Return, word for word, only the lines from the one containing "the blue sky." through the last line of the entries.

Records contained in a dataset
::::

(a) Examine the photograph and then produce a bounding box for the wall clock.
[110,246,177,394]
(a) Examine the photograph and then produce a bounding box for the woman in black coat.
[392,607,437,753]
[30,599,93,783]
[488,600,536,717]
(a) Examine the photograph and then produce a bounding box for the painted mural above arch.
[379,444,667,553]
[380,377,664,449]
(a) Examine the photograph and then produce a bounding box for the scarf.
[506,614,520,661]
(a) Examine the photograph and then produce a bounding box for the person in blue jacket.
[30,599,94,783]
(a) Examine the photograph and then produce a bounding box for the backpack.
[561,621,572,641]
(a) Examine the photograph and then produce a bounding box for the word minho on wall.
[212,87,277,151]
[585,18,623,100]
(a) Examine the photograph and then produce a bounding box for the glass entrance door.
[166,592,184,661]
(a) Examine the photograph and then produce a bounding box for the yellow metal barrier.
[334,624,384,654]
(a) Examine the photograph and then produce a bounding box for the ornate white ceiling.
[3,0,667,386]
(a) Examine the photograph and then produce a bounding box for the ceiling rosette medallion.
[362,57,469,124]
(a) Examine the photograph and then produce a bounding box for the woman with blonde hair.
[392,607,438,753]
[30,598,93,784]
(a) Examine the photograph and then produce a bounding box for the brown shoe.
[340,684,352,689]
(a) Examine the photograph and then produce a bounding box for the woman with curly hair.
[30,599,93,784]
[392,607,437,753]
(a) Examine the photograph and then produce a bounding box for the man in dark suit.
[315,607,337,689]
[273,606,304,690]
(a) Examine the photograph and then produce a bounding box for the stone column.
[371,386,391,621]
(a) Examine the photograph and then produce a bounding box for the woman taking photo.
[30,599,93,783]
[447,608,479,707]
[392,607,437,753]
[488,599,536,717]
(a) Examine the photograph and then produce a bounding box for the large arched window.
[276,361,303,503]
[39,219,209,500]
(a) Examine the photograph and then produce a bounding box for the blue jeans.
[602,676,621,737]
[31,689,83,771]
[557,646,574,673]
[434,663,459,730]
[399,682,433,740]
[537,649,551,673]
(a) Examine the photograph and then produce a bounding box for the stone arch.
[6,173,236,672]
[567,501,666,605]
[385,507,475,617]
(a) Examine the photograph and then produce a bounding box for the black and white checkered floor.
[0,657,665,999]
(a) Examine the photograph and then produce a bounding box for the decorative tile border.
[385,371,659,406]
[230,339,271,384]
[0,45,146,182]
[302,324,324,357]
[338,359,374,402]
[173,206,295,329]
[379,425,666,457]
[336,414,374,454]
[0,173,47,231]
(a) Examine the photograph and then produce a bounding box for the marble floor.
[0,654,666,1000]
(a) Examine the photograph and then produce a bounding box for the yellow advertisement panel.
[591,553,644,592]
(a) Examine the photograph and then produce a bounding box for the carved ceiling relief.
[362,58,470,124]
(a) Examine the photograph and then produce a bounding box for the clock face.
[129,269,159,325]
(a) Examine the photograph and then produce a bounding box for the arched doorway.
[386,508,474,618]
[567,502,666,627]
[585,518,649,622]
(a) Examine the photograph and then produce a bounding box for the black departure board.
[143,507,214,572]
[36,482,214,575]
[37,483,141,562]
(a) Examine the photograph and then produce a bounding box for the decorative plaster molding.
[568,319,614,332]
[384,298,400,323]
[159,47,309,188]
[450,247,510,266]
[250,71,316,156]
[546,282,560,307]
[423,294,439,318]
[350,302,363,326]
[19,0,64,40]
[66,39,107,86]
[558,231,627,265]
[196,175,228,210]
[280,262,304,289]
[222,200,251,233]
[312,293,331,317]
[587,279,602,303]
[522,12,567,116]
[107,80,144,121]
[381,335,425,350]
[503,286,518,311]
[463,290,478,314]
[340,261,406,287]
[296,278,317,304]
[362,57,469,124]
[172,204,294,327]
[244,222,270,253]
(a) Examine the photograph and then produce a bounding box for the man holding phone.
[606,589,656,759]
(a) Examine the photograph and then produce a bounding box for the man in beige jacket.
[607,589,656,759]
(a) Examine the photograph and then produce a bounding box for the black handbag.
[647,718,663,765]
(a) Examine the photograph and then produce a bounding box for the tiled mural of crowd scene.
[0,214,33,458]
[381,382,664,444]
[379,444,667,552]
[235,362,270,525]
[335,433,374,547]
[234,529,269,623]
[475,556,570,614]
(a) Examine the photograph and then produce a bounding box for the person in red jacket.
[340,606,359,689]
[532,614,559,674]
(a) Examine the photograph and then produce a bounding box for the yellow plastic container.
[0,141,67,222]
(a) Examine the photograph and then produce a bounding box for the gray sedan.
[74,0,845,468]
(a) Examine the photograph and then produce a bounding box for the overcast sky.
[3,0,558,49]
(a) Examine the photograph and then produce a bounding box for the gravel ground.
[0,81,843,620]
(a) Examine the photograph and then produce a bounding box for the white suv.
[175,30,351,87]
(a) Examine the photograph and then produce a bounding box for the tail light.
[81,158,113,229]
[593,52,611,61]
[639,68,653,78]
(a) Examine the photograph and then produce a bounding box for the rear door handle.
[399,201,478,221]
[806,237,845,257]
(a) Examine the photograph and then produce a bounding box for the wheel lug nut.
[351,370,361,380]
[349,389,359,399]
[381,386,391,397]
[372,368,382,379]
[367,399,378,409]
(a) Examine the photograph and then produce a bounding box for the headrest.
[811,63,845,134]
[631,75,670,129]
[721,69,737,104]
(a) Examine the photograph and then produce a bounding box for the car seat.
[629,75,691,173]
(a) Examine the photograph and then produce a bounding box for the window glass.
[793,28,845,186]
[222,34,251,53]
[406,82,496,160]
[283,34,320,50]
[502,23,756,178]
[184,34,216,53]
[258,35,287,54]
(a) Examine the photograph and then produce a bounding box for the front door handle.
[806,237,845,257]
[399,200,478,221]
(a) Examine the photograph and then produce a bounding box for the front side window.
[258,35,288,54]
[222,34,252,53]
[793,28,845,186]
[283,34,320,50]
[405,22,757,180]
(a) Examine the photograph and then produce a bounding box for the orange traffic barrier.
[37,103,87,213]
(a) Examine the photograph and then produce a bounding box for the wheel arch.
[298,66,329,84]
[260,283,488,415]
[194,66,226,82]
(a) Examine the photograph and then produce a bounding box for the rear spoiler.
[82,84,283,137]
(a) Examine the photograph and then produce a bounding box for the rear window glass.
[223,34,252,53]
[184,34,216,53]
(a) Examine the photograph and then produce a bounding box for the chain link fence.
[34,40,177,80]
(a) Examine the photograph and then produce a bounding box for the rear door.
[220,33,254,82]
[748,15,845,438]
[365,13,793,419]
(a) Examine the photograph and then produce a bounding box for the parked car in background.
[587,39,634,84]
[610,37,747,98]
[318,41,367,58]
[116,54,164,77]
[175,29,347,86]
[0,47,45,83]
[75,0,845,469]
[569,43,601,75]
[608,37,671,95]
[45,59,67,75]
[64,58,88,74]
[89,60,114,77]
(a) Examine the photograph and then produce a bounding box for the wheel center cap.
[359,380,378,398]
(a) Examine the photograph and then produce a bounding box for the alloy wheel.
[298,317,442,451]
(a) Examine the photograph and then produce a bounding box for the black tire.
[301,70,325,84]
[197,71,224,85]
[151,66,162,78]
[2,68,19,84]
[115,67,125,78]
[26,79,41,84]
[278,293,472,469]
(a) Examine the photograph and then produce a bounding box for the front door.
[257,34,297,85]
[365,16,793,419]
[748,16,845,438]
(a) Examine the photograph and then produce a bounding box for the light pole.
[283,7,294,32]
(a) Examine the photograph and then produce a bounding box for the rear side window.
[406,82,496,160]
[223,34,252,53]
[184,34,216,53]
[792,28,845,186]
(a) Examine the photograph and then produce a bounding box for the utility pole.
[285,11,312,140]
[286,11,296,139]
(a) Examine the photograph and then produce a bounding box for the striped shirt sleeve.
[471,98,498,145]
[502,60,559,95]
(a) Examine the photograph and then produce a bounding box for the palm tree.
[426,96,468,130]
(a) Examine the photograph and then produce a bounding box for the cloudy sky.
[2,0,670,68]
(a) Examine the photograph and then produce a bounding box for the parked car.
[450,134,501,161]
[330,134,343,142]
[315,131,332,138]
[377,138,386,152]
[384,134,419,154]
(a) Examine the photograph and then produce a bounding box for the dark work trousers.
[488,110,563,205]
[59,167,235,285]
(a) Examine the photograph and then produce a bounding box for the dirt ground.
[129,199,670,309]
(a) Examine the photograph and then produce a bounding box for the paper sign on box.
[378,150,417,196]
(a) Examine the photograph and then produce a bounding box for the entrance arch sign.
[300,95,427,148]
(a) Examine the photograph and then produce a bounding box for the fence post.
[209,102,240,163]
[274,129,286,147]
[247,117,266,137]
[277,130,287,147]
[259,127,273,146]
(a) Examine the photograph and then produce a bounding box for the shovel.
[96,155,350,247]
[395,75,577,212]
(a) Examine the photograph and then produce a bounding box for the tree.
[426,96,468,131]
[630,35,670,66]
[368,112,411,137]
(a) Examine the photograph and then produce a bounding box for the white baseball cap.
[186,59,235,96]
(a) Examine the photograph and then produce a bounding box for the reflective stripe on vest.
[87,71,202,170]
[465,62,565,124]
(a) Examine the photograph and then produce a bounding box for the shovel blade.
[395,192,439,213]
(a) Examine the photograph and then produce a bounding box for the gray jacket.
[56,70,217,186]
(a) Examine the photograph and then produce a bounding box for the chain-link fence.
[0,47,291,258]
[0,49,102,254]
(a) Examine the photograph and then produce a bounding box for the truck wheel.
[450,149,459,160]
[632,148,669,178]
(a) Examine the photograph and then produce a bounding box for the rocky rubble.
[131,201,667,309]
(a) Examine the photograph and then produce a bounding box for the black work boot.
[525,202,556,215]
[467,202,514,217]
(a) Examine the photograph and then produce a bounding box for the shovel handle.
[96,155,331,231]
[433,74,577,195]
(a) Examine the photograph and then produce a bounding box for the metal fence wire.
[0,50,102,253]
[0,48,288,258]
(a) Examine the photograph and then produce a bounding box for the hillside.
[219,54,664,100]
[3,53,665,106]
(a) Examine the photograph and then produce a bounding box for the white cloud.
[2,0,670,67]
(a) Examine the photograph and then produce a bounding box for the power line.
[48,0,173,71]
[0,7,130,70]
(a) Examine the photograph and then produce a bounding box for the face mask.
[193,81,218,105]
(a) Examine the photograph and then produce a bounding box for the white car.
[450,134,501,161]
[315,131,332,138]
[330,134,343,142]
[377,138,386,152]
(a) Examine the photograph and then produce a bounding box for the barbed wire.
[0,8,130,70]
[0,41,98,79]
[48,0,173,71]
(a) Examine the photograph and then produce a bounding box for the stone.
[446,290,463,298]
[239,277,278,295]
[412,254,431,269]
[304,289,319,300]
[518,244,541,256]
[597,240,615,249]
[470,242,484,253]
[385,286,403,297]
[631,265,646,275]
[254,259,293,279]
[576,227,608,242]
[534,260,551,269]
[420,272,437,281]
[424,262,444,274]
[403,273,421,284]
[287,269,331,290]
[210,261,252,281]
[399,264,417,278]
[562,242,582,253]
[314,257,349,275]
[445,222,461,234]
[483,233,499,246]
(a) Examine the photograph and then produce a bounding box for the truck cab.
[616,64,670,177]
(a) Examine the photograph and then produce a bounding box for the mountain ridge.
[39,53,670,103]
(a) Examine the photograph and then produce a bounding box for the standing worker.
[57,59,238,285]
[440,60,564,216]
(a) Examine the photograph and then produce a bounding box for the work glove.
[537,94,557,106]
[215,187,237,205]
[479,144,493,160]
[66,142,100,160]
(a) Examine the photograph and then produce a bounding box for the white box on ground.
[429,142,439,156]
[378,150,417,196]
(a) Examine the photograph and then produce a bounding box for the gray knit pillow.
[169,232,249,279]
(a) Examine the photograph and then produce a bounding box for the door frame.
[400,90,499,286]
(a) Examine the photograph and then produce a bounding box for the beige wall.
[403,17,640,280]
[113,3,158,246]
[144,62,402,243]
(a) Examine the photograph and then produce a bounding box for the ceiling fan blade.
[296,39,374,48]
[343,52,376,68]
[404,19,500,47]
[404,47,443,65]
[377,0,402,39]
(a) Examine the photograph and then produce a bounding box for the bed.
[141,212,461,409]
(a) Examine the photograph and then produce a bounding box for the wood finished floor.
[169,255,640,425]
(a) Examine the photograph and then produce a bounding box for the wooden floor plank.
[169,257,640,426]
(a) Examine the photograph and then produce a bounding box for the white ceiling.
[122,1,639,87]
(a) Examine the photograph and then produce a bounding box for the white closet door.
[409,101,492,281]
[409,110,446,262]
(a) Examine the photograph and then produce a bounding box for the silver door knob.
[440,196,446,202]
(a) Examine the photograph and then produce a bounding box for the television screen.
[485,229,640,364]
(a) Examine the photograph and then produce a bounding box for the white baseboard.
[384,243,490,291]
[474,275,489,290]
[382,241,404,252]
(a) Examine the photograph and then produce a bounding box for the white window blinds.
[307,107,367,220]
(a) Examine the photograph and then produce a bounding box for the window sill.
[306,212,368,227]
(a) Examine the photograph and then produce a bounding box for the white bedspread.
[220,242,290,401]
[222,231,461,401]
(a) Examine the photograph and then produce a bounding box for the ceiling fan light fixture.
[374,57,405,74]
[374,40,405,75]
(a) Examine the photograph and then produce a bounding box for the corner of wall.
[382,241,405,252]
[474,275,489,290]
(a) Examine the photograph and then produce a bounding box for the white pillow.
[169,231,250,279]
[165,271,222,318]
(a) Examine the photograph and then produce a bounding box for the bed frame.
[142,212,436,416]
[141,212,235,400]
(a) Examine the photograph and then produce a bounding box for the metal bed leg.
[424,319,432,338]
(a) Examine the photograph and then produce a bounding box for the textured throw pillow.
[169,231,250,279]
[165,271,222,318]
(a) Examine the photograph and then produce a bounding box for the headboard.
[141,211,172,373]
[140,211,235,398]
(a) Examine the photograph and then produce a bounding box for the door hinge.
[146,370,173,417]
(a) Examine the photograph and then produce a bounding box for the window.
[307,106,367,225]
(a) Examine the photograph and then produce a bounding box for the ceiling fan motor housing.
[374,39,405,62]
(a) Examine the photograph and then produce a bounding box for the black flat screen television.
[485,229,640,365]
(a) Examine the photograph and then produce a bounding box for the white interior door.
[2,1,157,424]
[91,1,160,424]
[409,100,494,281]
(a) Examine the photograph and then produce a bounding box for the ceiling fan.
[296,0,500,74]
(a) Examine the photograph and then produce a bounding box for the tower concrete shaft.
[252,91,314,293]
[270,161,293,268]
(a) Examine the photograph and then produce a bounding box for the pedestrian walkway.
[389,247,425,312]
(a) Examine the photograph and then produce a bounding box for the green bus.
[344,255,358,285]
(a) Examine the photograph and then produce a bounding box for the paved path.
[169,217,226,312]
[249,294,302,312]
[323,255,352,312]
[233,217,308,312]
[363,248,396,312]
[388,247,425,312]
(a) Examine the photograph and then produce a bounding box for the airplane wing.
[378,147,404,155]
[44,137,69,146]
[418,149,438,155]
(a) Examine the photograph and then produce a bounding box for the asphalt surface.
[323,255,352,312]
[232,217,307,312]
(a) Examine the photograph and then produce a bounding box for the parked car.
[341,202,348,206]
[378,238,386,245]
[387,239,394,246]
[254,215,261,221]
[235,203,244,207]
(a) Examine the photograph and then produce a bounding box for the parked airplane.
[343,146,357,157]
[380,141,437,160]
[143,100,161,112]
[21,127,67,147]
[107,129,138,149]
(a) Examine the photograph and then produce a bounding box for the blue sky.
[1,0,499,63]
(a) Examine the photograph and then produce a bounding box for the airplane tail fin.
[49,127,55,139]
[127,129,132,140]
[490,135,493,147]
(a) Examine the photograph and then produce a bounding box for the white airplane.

::::

Task response:
(a) Examine the photograph and then produce a bounding box for the blue sky.
[1,0,499,63]
(a) Examine the photograph and then produce a bounding box for the airplane tail fin.
[49,127,55,139]
[127,129,132,140]
[490,135,493,147]
(a) Examine the photograph and then produce a bounding box for the white airplane.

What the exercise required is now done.